*Data for the task:*
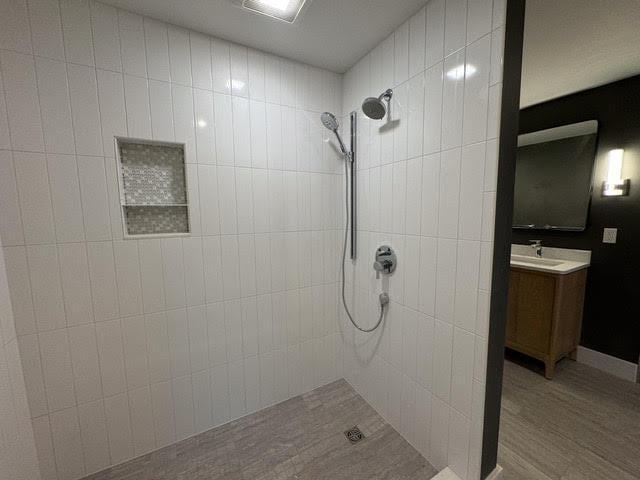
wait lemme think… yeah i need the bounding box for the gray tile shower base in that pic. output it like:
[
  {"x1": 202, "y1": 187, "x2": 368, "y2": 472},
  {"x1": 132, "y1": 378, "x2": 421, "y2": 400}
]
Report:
[{"x1": 82, "y1": 379, "x2": 437, "y2": 480}]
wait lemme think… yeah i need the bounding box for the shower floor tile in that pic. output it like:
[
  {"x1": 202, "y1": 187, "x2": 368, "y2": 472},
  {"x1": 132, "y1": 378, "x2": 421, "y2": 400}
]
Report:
[{"x1": 82, "y1": 379, "x2": 437, "y2": 480}]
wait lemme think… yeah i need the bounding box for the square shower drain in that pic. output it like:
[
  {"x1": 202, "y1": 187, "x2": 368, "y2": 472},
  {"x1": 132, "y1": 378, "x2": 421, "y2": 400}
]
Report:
[{"x1": 344, "y1": 426, "x2": 365, "y2": 443}]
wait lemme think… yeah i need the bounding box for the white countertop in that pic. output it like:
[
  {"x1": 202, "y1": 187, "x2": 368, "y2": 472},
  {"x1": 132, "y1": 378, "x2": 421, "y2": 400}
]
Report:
[{"x1": 510, "y1": 245, "x2": 591, "y2": 275}]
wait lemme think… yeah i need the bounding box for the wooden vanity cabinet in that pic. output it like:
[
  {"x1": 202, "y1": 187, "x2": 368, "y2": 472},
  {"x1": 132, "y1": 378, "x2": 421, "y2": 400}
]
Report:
[{"x1": 506, "y1": 267, "x2": 587, "y2": 379}]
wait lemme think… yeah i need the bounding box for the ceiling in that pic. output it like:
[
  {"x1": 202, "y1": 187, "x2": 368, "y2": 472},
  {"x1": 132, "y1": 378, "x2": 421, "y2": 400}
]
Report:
[
  {"x1": 521, "y1": 0, "x2": 640, "y2": 107},
  {"x1": 100, "y1": 0, "x2": 426, "y2": 73}
]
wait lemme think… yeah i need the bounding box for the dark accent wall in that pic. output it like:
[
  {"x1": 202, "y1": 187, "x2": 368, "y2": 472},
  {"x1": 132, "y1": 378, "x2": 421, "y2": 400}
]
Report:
[{"x1": 515, "y1": 75, "x2": 640, "y2": 363}]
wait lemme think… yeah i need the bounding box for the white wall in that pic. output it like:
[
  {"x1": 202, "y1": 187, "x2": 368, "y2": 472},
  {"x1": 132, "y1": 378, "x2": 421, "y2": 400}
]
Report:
[
  {"x1": 0, "y1": 233, "x2": 41, "y2": 480},
  {"x1": 0, "y1": 0, "x2": 344, "y2": 478},
  {"x1": 340, "y1": 0, "x2": 505, "y2": 479}
]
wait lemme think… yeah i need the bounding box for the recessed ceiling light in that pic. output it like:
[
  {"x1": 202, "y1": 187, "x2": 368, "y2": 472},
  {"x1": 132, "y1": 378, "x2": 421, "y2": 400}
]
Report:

*Exercise:*
Scanning the data above, copy out every line where "wall" is found.

*Your solution:*
wait lemme think… yeah i need the bounding box for the dark accent wall in that pic. output it like:
wait lemme think… yeah i need the bounding box for the white wall in that pic. output it like:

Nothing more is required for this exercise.